══ The data ══

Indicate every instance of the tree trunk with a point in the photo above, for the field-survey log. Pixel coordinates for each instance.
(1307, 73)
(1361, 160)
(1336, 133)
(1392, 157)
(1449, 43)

═══

*Task objective*
Print the entries once more, identical in every line.

*The completed task*
Indicate every instance of the tree trunk with a point in the photo above, for the field-survey log. Pixel coordinates for each instance.
(1307, 73)
(1361, 160)
(1336, 133)
(1392, 157)
(1449, 43)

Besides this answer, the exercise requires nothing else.